INFORMATION SHOWN —
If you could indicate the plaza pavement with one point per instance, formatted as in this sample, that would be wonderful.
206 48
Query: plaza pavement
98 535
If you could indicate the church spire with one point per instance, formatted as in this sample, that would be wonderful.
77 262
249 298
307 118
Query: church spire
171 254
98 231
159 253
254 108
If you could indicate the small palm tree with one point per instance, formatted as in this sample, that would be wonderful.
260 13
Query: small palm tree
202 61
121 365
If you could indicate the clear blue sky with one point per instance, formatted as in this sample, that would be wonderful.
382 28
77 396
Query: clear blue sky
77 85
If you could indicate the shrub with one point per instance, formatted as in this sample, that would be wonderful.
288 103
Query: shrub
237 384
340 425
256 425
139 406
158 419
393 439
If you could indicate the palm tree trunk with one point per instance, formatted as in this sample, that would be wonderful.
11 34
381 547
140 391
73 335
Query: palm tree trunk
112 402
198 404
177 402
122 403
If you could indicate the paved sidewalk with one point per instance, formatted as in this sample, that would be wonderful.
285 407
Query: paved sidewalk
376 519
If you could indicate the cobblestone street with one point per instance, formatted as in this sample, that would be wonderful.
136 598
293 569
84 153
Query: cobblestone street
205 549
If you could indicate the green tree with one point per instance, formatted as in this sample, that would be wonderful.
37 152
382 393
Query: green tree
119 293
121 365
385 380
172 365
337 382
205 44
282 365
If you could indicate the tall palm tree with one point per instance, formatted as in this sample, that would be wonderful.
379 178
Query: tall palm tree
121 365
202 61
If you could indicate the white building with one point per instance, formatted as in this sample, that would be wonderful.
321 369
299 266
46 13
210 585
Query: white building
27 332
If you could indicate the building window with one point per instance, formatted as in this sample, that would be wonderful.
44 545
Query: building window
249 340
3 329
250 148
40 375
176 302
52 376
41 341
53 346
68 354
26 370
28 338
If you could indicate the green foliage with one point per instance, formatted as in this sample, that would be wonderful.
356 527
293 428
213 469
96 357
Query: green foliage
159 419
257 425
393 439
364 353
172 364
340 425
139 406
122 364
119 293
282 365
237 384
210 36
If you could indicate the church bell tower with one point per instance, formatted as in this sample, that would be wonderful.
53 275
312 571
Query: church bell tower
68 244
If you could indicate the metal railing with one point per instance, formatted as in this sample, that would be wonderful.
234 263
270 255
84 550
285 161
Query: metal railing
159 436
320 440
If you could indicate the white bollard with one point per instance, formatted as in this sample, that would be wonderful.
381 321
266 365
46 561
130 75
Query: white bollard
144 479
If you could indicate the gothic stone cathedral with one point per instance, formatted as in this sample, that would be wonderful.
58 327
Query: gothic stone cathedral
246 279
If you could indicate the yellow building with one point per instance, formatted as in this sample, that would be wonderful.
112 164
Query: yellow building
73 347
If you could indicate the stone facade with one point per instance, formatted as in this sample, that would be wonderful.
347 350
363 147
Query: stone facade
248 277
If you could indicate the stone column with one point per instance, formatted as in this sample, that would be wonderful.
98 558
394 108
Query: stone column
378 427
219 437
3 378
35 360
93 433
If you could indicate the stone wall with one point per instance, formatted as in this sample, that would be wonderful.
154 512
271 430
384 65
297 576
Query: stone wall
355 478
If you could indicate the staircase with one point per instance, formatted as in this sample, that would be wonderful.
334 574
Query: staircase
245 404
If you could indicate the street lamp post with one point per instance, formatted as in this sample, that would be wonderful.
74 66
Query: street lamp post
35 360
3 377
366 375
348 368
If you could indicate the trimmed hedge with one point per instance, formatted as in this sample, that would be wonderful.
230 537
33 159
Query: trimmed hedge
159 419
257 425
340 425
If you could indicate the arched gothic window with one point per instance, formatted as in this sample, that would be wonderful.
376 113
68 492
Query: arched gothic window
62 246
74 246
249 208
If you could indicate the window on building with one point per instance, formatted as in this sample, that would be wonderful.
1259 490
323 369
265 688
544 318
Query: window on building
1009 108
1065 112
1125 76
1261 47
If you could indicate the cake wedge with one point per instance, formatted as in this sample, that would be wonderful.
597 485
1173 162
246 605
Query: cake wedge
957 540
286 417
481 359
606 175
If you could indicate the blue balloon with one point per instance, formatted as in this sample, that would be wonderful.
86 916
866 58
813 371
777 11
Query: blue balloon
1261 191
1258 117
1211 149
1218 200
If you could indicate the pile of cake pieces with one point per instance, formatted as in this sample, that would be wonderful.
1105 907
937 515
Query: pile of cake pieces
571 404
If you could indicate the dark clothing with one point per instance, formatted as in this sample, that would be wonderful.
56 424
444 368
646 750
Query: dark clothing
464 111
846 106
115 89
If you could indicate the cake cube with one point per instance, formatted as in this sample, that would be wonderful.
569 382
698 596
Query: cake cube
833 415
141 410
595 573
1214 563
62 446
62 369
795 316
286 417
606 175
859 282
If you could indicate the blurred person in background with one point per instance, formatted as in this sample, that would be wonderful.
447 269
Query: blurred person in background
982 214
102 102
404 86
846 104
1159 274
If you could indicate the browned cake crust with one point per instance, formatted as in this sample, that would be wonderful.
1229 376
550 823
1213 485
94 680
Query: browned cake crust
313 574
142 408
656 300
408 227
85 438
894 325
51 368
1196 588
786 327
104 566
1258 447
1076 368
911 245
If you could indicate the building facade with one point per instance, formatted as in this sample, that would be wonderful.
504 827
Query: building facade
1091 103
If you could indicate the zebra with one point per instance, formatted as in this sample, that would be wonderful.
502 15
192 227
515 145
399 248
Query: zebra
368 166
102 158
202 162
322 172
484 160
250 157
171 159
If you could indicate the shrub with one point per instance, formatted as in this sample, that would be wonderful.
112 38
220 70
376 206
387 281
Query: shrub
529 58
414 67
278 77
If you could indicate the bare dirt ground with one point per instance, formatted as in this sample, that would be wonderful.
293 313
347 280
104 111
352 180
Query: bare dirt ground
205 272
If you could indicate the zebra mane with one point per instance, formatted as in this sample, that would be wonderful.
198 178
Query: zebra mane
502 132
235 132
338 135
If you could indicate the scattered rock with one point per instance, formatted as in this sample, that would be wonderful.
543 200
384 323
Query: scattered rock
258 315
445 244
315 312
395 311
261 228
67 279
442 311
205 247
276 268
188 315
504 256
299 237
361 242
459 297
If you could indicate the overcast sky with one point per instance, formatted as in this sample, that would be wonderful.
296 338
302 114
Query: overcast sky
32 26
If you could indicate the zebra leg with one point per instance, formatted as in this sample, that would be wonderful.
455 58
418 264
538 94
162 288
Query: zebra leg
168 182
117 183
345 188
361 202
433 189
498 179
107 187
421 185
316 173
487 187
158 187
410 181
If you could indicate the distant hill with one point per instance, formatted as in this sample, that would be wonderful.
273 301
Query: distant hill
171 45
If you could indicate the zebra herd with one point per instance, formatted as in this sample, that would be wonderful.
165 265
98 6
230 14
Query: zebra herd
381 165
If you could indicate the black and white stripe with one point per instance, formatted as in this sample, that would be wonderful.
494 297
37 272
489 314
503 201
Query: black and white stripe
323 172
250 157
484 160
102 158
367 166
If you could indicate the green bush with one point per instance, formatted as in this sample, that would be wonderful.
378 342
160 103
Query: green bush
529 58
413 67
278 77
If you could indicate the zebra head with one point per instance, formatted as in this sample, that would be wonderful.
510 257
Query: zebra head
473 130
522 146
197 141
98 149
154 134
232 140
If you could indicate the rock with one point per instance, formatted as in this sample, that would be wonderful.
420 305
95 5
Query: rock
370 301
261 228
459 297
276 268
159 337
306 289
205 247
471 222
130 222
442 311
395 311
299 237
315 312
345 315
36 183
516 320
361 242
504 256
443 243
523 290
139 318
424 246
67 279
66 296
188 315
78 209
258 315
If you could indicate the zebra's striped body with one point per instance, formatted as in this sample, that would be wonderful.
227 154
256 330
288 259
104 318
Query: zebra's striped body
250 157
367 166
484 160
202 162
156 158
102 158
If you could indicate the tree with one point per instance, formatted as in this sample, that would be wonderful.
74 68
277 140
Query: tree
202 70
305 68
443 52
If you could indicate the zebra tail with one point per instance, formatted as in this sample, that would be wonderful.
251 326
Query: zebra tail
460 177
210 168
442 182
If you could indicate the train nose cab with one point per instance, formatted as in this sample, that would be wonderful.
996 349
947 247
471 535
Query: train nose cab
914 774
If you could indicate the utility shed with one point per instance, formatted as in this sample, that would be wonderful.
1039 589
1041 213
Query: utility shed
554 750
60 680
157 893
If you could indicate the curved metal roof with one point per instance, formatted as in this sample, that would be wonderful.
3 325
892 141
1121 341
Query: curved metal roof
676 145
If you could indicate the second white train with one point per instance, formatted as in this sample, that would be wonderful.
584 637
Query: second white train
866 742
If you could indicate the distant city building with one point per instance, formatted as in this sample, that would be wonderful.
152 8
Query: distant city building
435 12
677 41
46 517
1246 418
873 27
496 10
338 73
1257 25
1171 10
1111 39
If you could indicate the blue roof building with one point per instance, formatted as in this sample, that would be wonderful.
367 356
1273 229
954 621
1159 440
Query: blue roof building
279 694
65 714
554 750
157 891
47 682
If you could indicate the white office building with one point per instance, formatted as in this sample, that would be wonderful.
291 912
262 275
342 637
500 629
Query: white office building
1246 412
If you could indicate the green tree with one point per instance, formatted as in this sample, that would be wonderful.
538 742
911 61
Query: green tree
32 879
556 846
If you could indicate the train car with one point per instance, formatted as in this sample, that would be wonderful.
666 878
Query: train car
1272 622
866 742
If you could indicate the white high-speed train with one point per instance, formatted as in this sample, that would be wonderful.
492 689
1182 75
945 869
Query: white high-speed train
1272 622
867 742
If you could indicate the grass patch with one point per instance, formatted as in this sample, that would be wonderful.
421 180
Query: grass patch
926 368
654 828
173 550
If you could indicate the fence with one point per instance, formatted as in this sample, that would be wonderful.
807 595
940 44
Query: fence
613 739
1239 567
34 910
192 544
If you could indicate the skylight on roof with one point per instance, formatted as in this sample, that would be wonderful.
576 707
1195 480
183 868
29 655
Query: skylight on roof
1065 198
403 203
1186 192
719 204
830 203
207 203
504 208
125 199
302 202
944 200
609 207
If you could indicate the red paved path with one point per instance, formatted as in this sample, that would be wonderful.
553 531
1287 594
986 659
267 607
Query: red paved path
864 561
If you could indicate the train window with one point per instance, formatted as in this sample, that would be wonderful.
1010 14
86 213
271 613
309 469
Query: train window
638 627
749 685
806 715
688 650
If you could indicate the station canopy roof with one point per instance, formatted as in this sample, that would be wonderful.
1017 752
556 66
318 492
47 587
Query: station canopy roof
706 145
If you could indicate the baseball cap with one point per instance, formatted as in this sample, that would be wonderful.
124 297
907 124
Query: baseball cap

DIRECTIONS FOR THIS TASK —
When every line of the listing has been checked for the string "baseball", give only the number of lines that contain it.

RESULT OF THIS EXERCISE —
2